### What you should do
Whenever a line contains the string "before", copy it out of the entries.
━━━━━ Data extract
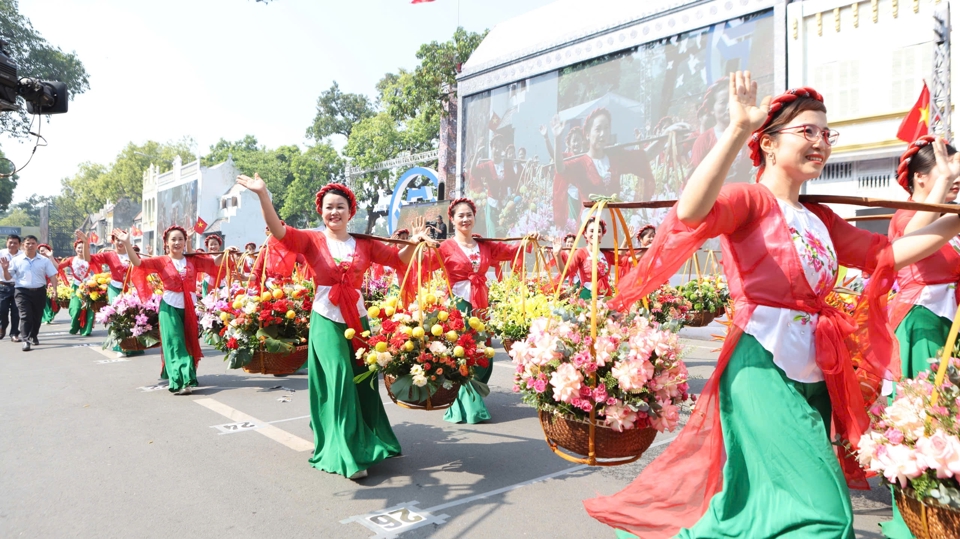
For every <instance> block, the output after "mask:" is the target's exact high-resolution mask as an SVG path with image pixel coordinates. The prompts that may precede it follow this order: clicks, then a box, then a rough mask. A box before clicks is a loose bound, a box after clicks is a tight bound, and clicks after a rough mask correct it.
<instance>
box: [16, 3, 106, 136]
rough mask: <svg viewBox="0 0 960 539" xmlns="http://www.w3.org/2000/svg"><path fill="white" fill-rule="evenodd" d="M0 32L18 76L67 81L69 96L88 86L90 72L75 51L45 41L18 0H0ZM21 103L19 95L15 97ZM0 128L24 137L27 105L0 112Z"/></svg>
mask: <svg viewBox="0 0 960 539" xmlns="http://www.w3.org/2000/svg"><path fill="white" fill-rule="evenodd" d="M0 35H2V36H4V39H5V40H6V41H8V42H9V43H10V44H9V45H8V46H7V47H8V50H9V52H10V55H11V57H12V58H13V60H14V61H15V62H17V64H18V67H19V70H18V71H17V76H18V77H33V78H37V79H43V80H51V81H60V82H63V83H66V85H67V90H68V93H69V94H70V99H73V98H74V97H75V96H76V95H78V94H82V93H83V92H85V91H87V90H88V89H90V81H89V80H88V77H89V75H88V74H87V70H86V68H84V67H83V64H82V63H81V62H80V58H79V57H77V55H76V53H74V52H70V53H66V52H63V50H61V49H60V47H57V46H54V45H52V44H50V43H48V42H47V40H46V39H44V38H43V37H42V36H41V35H40V33H39V32H37V31H36V30H35V29H34V28H33V25H32V24H30V20H29V19H27V18H26V17H24V16H23V15H21V14H20V9H19V6H18V4H17V0H0ZM18 101H20V103H21V105H22V104H23V100H22V99H18ZM0 131H2V132H4V133H7V134H8V135H10V136H11V137H14V138H26V137H27V136H28V135H29V131H30V119H29V118H28V116H27V112H26V108H25V107H22V106H21V109H20V110H19V111H14V112H5V113H3V114H0Z"/></svg>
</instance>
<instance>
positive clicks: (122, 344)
mask: <svg viewBox="0 0 960 539" xmlns="http://www.w3.org/2000/svg"><path fill="white" fill-rule="evenodd" d="M159 346H160V341H157V342H155V343H153V345H151V346H144V345H143V343H141V342H140V339H138V338H136V337H127V338H126V339H124V340H122V341H120V349H121V350H123V351H124V352H137V351H140V350H149V349H151V348H157V347H159Z"/></svg>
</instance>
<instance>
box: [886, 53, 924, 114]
mask: <svg viewBox="0 0 960 539" xmlns="http://www.w3.org/2000/svg"><path fill="white" fill-rule="evenodd" d="M891 62H892V63H891V66H890V67H891V70H890V106H891V108H893V109H895V110H905V109H909V108H910V107H912V106H913V104H914V103H916V101H917V97H919V96H920V89H921V88H922V87H923V80H924V79H925V78H927V77H929V76H930V73H931V72H932V70H933V47H931V46H930V44H929V43H918V44H916V45H910V46H909V47H902V48H900V49H896V50H894V51H893V55H892V59H891Z"/></svg>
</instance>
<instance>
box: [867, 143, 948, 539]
mask: <svg viewBox="0 0 960 539" xmlns="http://www.w3.org/2000/svg"><path fill="white" fill-rule="evenodd" d="M958 176H960V153H957V150H956V149H955V148H954V147H953V146H950V145H948V144H946V142H945V141H944V140H943V139H939V138H937V137H934V136H932V135H925V136H923V137H920V138H919V139H917V140H916V141H914V142H913V143H912V144H910V146H909V147H908V148H907V150H906V151H905V152H904V153H903V155H902V156H901V157H900V165H899V167H898V168H897V181H898V183H899V184H900V186H901V187H903V188H904V189H906V191H907V192H908V193H910V200H913V201H915V202H926V203H933V204H943V203H948V202H953V201H954V200H956V198H957V192H958V191H960V183H958V181H957V178H958ZM937 217H938V215H936V214H934V213H931V212H915V211H911V210H897V213H895V214H894V216H893V219H891V220H890V229H889V232H888V236H889V237H890V239H891V240H895V239H897V238H900V237H902V236H903V235H905V234H910V233H912V232H915V231H916V230H918V229H920V228H922V227H924V226H926V225H928V224H930V223H931V222H933V221H934V220H936V218H937ZM897 283H898V284H899V286H900V292H898V293H897V295H896V296H894V297H893V300H892V301H891V305H890V307H891V308H890V324H891V326H892V327H894V328H895V329H896V336H897V340H898V341H899V343H900V374H901V375H902V376H903V377H905V378H915V377H916V376H917V374H919V373H920V372H921V371H925V370H928V369H929V368H930V362H929V360H930V359H931V358H937V357H939V354H938V352H939V351H940V349H941V348H943V344H944V343H945V342H947V334H948V333H949V332H950V323H951V322H952V321H953V316H954V315H955V314H956V312H957V293H958V285H960V238H957V237H953V238H951V239H950V241H949V242H948V243H947V245H944V246H943V247H941V248H940V250H939V251H937V252H936V253H934V254H932V255H930V256H928V257H927V258H924V259H923V260H920V261H919V262H917V263H915V264H911V265H909V266H906V267H904V268H903V269H901V270H900V271H899V272H898V273H897ZM880 527H881V529H882V530H883V534H884V535H885V536H887V537H889V538H890V539H912V538H913V534H912V533H910V530H909V529H908V528H907V525H906V523H905V522H904V521H903V517H902V516H901V515H900V512H899V510H898V509H897V504H896V503H894V504H893V520H891V521H889V522H882V523H880Z"/></svg>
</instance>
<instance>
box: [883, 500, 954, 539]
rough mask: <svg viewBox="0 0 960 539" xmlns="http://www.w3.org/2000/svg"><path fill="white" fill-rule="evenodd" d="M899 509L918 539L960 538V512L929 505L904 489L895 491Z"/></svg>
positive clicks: (900, 513)
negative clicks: (916, 498) (899, 509)
mask: <svg viewBox="0 0 960 539" xmlns="http://www.w3.org/2000/svg"><path fill="white" fill-rule="evenodd" d="M894 498H895V499H896V502H897V508H898V509H900V514H901V515H903V520H904V522H906V523H907V527H908V528H910V531H911V532H913V535H914V536H915V537H916V538H917V539H956V538H957V537H960V511H956V510H953V509H950V508H948V507H943V506H939V505H927V504H925V503H923V502H921V501H919V500H917V499H916V498H914V497H913V495H912V491H911V492H910V493H907V492H904V491H903V489H900V488H895V489H894Z"/></svg>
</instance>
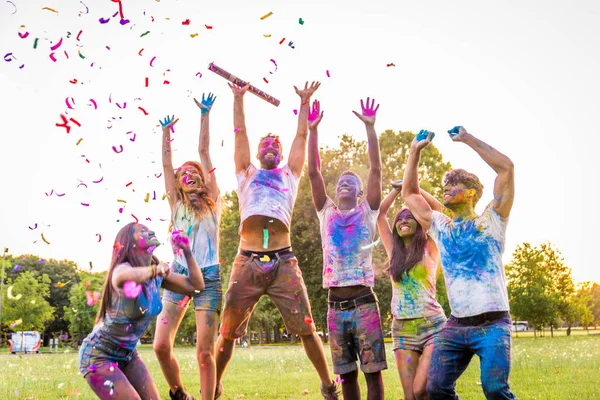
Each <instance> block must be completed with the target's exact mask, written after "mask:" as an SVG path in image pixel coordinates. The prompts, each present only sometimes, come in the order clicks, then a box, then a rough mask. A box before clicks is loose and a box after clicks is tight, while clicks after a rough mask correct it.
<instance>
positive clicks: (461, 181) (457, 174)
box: [444, 168, 483, 206]
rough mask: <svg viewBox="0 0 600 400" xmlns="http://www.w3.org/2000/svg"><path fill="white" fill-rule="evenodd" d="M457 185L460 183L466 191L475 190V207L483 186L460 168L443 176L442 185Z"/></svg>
mask: <svg viewBox="0 0 600 400" xmlns="http://www.w3.org/2000/svg"><path fill="white" fill-rule="evenodd" d="M459 183H462V184H463V185H464V186H465V187H466V188H467V189H474V190H475V197H473V206H475V204H477V202H478V201H479V199H481V195H482V194H483V185H482V184H481V182H480V181H479V178H478V177H477V175H475V174H472V173H470V172H467V171H465V170H464V169H460V168H459V169H453V170H452V171H450V172H448V173H446V175H444V185H448V184H449V185H457V184H459Z"/></svg>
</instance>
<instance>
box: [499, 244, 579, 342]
mask: <svg viewBox="0 0 600 400" xmlns="http://www.w3.org/2000/svg"><path fill="white" fill-rule="evenodd" d="M506 273H507V277H508V281H509V283H508V293H509V299H510V302H511V309H512V313H513V315H515V316H516V317H518V318H517V319H525V320H528V321H530V323H531V324H532V325H533V326H534V328H535V329H541V328H542V327H543V326H544V325H550V326H551V327H552V324H553V323H554V322H555V321H556V320H557V318H558V317H559V316H560V317H562V318H563V319H564V320H565V321H566V322H567V324H569V333H570V327H571V324H572V323H574V322H575V320H576V319H577V316H578V305H577V304H576V302H575V300H574V299H573V296H574V294H575V285H574V283H573V278H572V276H571V269H570V268H569V267H567V266H566V265H565V263H564V260H563V258H562V257H561V255H560V252H559V251H558V250H557V249H555V248H554V247H552V245H551V244H550V243H548V242H546V243H542V244H541V245H540V246H537V247H532V246H531V244H529V243H527V242H525V243H523V244H521V245H519V246H517V248H516V249H515V251H514V253H513V260H512V261H511V263H510V264H508V265H507V268H506Z"/></svg>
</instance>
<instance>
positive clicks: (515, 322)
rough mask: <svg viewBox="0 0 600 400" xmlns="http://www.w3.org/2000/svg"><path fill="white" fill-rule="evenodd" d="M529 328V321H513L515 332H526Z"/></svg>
mask: <svg viewBox="0 0 600 400" xmlns="http://www.w3.org/2000/svg"><path fill="white" fill-rule="evenodd" d="M528 329H529V324H528V323H527V321H513V323H512V331H513V332H525V331H527V330H528Z"/></svg>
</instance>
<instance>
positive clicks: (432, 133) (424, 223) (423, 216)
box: [402, 130, 434, 232]
mask: <svg viewBox="0 0 600 400" xmlns="http://www.w3.org/2000/svg"><path fill="white" fill-rule="evenodd" d="M433 135H434V134H433V132H431V133H430V132H428V131H423V130H422V131H421V132H419V134H418V135H417V137H416V138H415V139H414V140H413V142H412V144H411V146H410V151H409V154H408V160H407V162H406V169H405V170H404V179H403V182H402V198H403V199H404V201H405V202H406V205H407V206H408V208H409V209H410V211H411V212H412V213H413V215H414V216H415V218H416V220H417V222H418V223H419V224H421V226H422V227H423V230H424V231H425V232H427V231H428V230H429V226H430V225H431V213H432V209H431V206H430V205H429V204H428V202H427V200H426V199H425V197H423V195H422V194H421V189H420V188H419V162H420V161H421V150H423V148H424V147H425V146H427V145H428V144H429V143H430V141H431V139H433Z"/></svg>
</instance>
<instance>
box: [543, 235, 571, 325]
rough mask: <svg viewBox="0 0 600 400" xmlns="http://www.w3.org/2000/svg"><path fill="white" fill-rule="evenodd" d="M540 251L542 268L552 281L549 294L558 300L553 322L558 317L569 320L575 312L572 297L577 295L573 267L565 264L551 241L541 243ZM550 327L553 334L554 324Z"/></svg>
mask: <svg viewBox="0 0 600 400" xmlns="http://www.w3.org/2000/svg"><path fill="white" fill-rule="evenodd" d="M540 252H541V254H542V268H543V270H545V271H546V275H547V277H548V278H549V281H550V286H549V287H548V288H547V294H548V295H550V296H552V297H553V298H554V299H555V301H556V310H555V312H556V314H555V315H554V318H553V321H551V322H554V321H555V320H556V319H557V317H561V318H563V319H564V320H568V318H569V317H572V314H573V301H572V297H573V296H574V295H575V284H574V283H573V277H572V275H571V268H569V267H568V266H566V265H565V262H564V259H563V258H562V256H561V254H560V251H559V250H558V249H555V248H554V247H552V245H551V244H550V243H549V242H546V243H542V244H541V245H540ZM567 322H568V321H567ZM550 328H551V331H550V332H551V335H553V330H552V328H553V324H551V325H550ZM569 333H570V326H569Z"/></svg>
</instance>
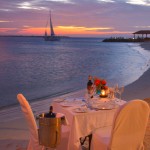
━━━━━━━━━━
### Result
For every <instance> block, the output after "mask:" is the target's exact high-resolution mask as an SVG path with image pixel coordinates. The prompts that may precede it follow this order: clicks, then a box, then a rough mask. A box before clicks is a loose bound, a box after clicks is a tight bound, and clicks after a rough mask correct it.
Each <instance> block must be completed with the target's exact mask, written after "mask:" as an SVG path in image pixel coordinates. The prompts, each present only sometimes, come in the order clicks, then a box, then a rough mask. A box before clicks is loose and a box after clicks is tight, while clicks after a rough mask correct it.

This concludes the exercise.